╭──

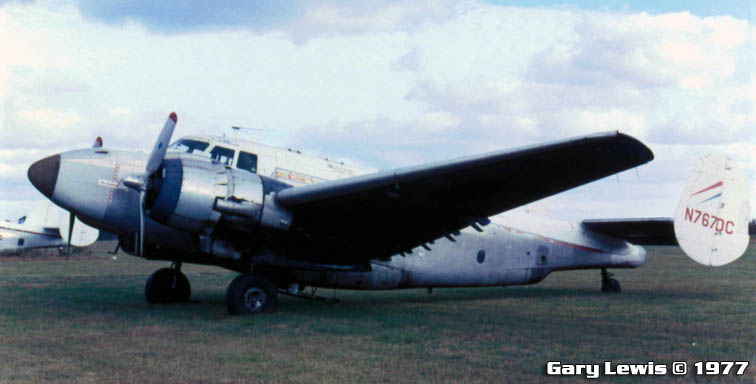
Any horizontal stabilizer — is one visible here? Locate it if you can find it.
[674,154,750,266]
[583,217,677,245]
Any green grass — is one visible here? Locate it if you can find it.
[0,247,756,383]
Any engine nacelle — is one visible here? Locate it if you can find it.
[147,158,291,236]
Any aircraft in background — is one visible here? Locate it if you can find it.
[0,200,99,255]
[28,113,748,314]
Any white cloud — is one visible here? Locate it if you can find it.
[0,0,756,222]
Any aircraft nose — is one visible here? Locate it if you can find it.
[27,155,60,198]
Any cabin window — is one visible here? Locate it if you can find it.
[210,147,234,166]
[478,249,486,264]
[169,139,210,153]
[236,151,257,172]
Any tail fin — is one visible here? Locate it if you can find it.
[58,209,100,247]
[674,154,750,266]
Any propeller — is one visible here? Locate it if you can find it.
[123,112,178,256]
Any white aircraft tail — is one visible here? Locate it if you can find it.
[58,209,100,247]
[674,154,750,266]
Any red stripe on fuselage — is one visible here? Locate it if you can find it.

╰──

**WRITTEN INSTRUCTION**
Rewrite the lines with "Locate" changed to "Mark" and nothing else altered, beginning at the line that contains "Any engine nacelle" and stopping after the last line.

**RESPONSE**
Any engine nacelle — is one visible here? Mark it if you can find it.
[147,158,291,236]
Any aircraft in background — is one visible here? Mark it if you can find it.
[0,200,99,255]
[28,113,748,314]
Any white cloud — is one visible here? Mark it if you can find it.
[0,0,756,222]
Any aircraft nose — is one visible here? Mark it if you can find it.
[27,155,60,198]
Any cabin window — is one visible here? Mark it if you can find it.
[210,147,234,166]
[478,249,486,264]
[169,139,210,153]
[236,151,257,172]
Any tail fin — is one visible here? Mark it if you can find it.
[58,209,100,247]
[674,154,750,266]
Any propeller — is one visible here? Mark it if you can find it.
[123,112,178,256]
Any white aircraft tail — is one visible here? Mark it if you can find it.
[58,209,100,247]
[674,154,750,266]
Any red stripe on fuselage — is one visible here? Mark it if you can find it.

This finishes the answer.